■ Task
Take the line that has "of the crown" in it and every line after it to the end of the entries, and reproduce them exactly.
*** Opening Supplied entries ***
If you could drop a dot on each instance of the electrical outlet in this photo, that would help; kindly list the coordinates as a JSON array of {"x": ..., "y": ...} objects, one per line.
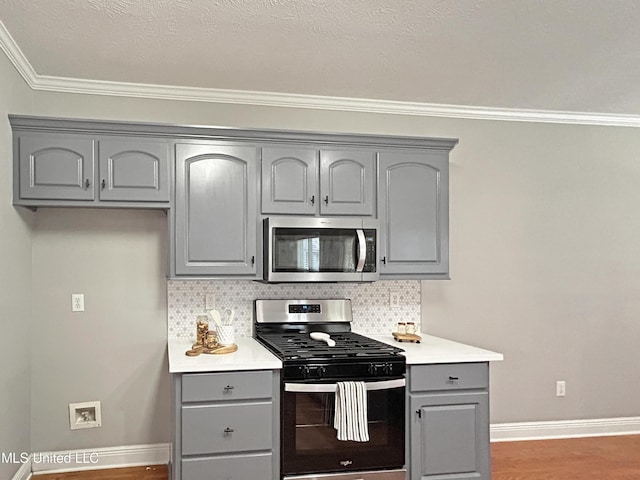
[
  {"x": 210, "y": 301},
  {"x": 85, "y": 415},
  {"x": 77, "y": 302},
  {"x": 394, "y": 299}
]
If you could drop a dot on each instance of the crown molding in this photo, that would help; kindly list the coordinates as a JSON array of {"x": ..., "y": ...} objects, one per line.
[{"x": 285, "y": 100}]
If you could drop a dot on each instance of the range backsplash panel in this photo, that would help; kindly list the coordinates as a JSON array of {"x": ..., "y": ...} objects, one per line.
*** Closing Supplied entries ***
■ Problem solution
If you could drop a dot on each instance of the crown molding in this photo, that would help; kindly list the coordinates as a JSON array of {"x": ..., "y": ...} objects, one per line.
[{"x": 285, "y": 100}]
If you could drop a dot on each instance of the range backsplash panel in this photo, that would help; kindly list the coordinates as a JSON array of {"x": ..., "y": ...} objects, one per line.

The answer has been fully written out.